That's certainly not tasty, but only because we wanted to catch exceptions within the function itself, and always return an error code. However, would the state had been designed and created before the function was called, we could have written it much more simply as:

    // our function does not return an error code
    void  do_something( do_something_state*  state, ... )
    {
      // allocate temporaries, notice that we use a custom
      // allocator to do that !!

       state->block1 = checked_malloc( &state, 1024 );
       state->block2 = checked_malloc( &state, 1024 );
       state->block3 = checked_malloc( &state, 1024 );

       .... // do something 

       // cleanup, that's completely optional but it's
       // always a good idea to destroy temporaries as
       // soon as they're un-needed..
       free( state->block3 ); state->block3 = NULL;
       free( state->block2 ); state->block2 = NULL;
       free( state->block1 ); state->block1 = NULL;

       return;
    }

Which is considerably simpler. Most notably, this code doesn't introduce jumps to deal with exceptions, and its structure is similar to the unsafe code. Note also that the cleanup performed here is purely optional (since the function caller should always cleanup the state object).

We will thus conclude that the transaction scheme is only really useful when only a few number of transactions exist, and when they need to perform relatively complex operations. It otherwise doesn't scale very well to large projects.

Not surprisingly, it is used by the two popular LibPNG and LibJPEG libraries to implement their "load_image" and "save_image" operations. Other uses of this scheme is however pretty rare in other code with more complex high-level interfaces.



I.3. Structured Exception Handling (SEH):

Very few developers are aware that structured exception handling (a.k.a. SEH) can be implemented in straight C. [1]

There are even several portable implementations of SEH, all of them being based on setjmp/longjmp. They all provide special macros, like TRY, CATCH, THROW, etc ..., in order to mimic modern languages. These are generally used in "traditional" ways to implement "protected" statement blocks and exception handlers, as in the following example:

    TRY
    {
      ... the code that executes here is
      ... "protected", i.e. much like with
      ... transactions, any exception transfers
      ... control to what is between the CATCH and
      ... END_CATCH
    }
    CATCH(exc)

**STATED PROBLEM 1**
Rescale the stretch of the records from the line containing "Indicate every instance of the grilled carrot" through the end of the records, giving only those lines again, requests included. Multiply every pixel coordinate in the answers by 2.05 and round to whole numbers, with halves rounded up.

**RECORDS SUPPLIED**
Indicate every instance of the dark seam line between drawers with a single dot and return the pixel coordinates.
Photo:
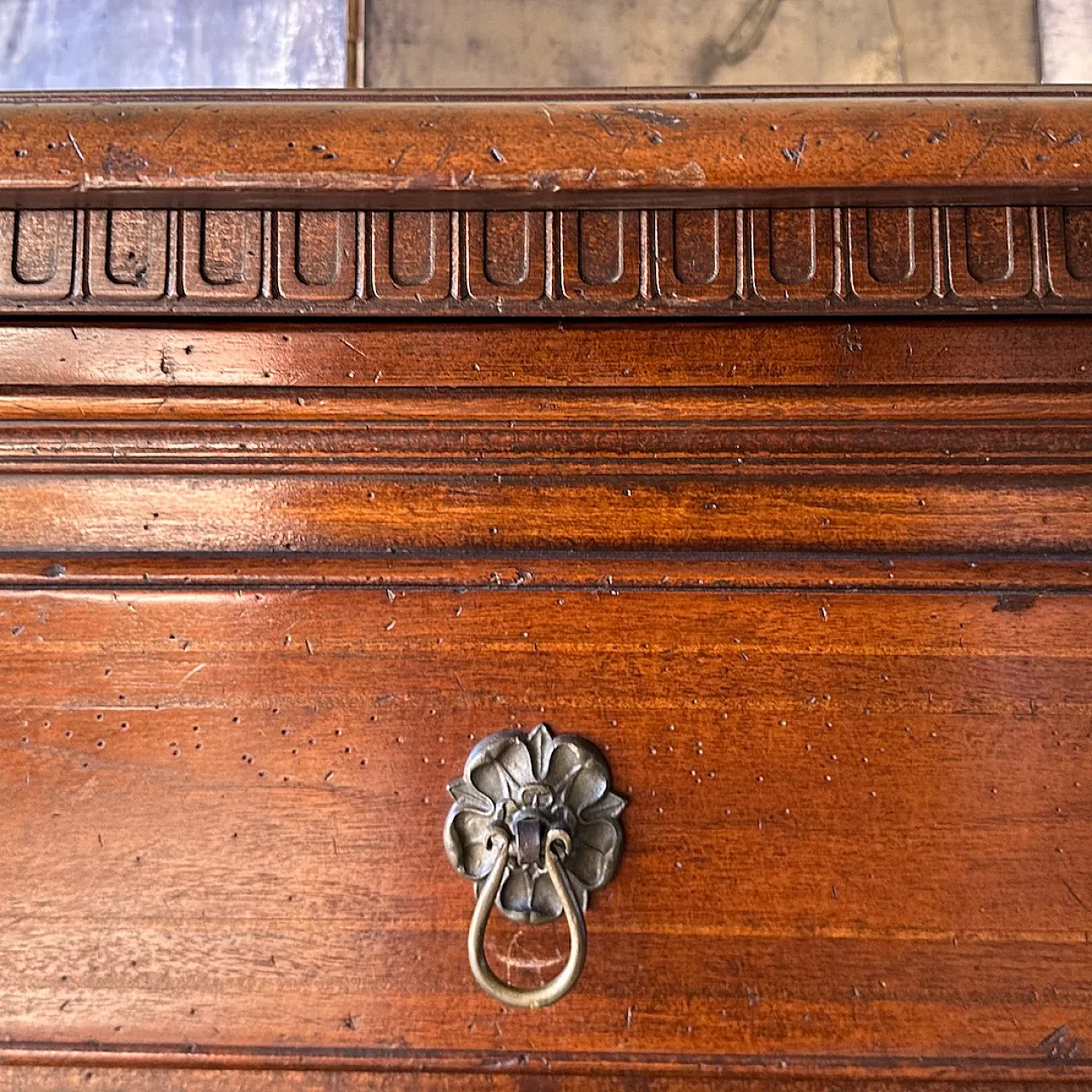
(453, 1060)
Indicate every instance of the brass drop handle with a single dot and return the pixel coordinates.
(535, 825)
(558, 843)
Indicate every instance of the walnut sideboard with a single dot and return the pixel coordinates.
(673, 510)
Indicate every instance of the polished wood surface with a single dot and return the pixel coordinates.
(491, 150)
(224, 816)
(768, 475)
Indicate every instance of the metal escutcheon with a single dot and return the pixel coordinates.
(535, 825)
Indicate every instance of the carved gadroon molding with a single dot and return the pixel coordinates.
(561, 262)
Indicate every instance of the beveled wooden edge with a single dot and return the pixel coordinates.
(958, 1071)
(1016, 579)
(545, 150)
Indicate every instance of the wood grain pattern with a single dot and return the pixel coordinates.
(572, 150)
(787, 506)
(594, 262)
(811, 775)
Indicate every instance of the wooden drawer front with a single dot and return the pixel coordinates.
(857, 823)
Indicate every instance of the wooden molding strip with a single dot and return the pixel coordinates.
(558, 150)
(1030, 1071)
(246, 363)
(1014, 577)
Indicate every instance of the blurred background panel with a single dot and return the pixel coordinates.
(594, 43)
(67, 44)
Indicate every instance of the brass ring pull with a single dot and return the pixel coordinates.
(558, 843)
(534, 823)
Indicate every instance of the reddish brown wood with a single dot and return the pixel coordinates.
(223, 818)
(490, 151)
(615, 356)
(300, 495)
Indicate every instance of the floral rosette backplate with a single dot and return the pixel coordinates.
(562, 780)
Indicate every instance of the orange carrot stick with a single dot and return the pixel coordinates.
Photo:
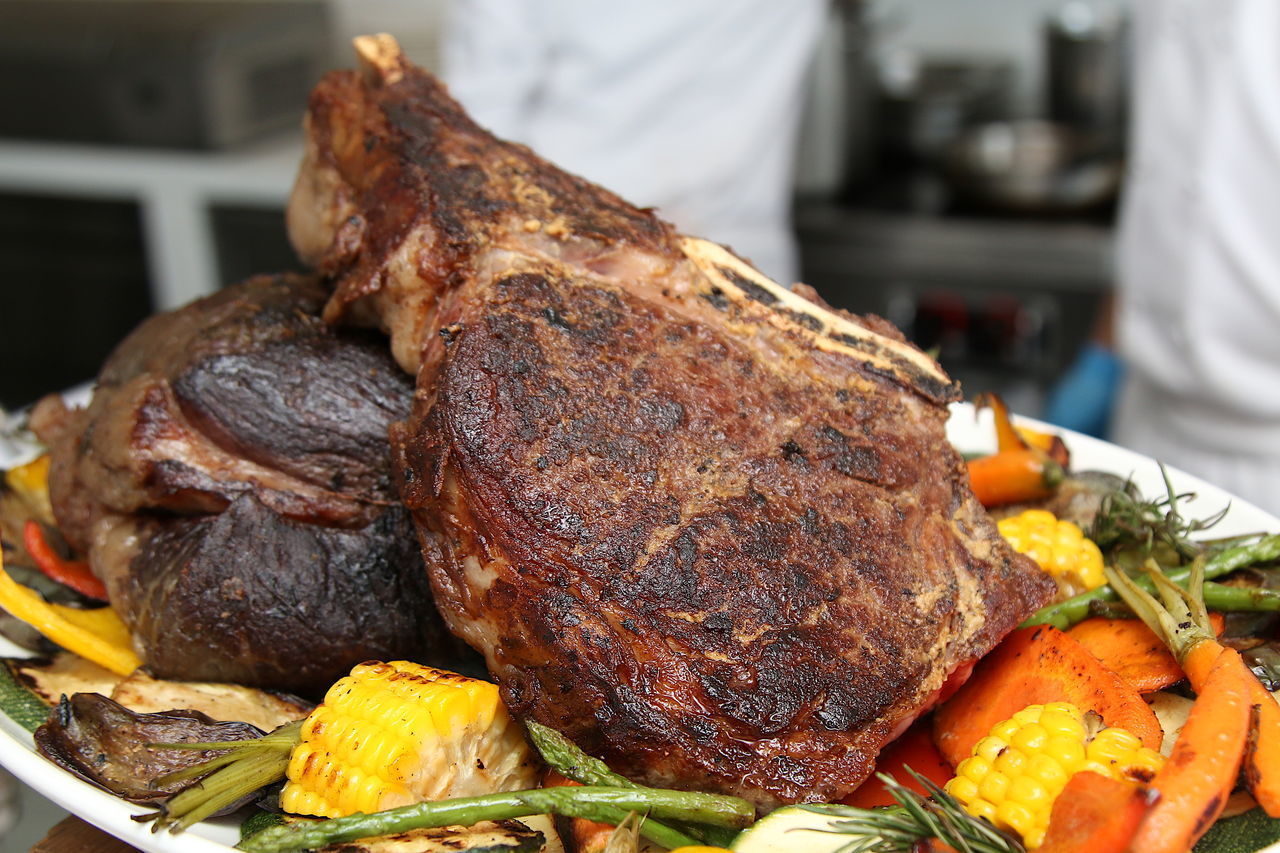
(1262, 752)
(1014, 475)
(1203, 766)
(1184, 625)
(1006, 434)
(1096, 813)
(1133, 651)
(1031, 666)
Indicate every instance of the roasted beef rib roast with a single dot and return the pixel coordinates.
(704, 525)
(231, 484)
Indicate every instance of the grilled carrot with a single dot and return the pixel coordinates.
(1133, 651)
(1096, 813)
(1037, 665)
(1228, 714)
(1203, 766)
(1014, 475)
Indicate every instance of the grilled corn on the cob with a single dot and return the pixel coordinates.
(1059, 547)
(1018, 770)
(393, 734)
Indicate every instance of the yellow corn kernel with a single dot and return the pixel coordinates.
(1015, 772)
(1059, 547)
(393, 734)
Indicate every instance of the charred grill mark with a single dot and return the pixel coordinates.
(807, 320)
(928, 384)
(717, 299)
(750, 288)
(557, 319)
(860, 461)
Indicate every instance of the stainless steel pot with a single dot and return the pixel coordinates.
(1086, 48)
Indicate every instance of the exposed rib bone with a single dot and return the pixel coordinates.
(380, 58)
(831, 332)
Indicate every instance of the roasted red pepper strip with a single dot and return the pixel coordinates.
(69, 573)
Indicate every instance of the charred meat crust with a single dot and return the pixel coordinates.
(231, 484)
(712, 547)
(691, 562)
(252, 597)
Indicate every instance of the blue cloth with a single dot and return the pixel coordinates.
(1083, 398)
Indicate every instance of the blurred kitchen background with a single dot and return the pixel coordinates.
(958, 168)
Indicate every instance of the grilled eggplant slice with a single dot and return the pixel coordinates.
(106, 744)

**STATED PROBLEM 2**
In the text on C exception handling, why is the cleanup at the end of the simpler version of do_something optional?

**TASK ANSWER 1**
Indicate every instance of the grilled carrot with a single dot and return the pixel coordinates.
(2323, 1335)
(2247, 1667)
(2126, 1363)
(2517, 1464)
(2466, 1570)
(2079, 974)
Indicate every instance of the grilled corn on the cob with a single dot and return the pixel coordinates.
(2171, 1121)
(2087, 1579)
(806, 1505)
Indicate every instance of the yellow corn kernel with a single dot and return the pixel coordinates.
(2081, 1583)
(2171, 1121)
(806, 1505)
Indicate every instance of the charred grill mark with a single dot and return the pixel coordinates.
(1654, 656)
(1902, 787)
(1470, 613)
(1538, 590)
(1142, 654)
(1763, 945)
Indicate every instance of the stainless steel pot with a single dot and return the pixel coordinates.
(2226, 98)
Indicate every instance of the exposed rib bone with a single dot and return the pixel coordinates.
(779, 119)
(1704, 681)
Indicate every instance of the roasted red pepper strip with a single dot and return the pixel coordinates.
(141, 1175)
Indicate every instance of the charred meat crust with a single dot and return the pixel coordinates.
(474, 992)
(1460, 1121)
(1417, 1152)
(517, 1224)
Indicate every instance of the blue cloth with a single dot and return the pixel coordinates.
(2220, 816)
Indicate every instance of the blurred kitchen background with a single dot and return the pixel coordinates.
(1964, 344)
Indicate every instance of the grilled eggplant slice with a single dot and return the pixel coordinates.
(217, 1525)

**TASK ANSWER 2**
It is optional because the function's caller should always clean up the state object. The comment in the code still calls it a good idea to destroy temporaries as soon as they are no longer needed.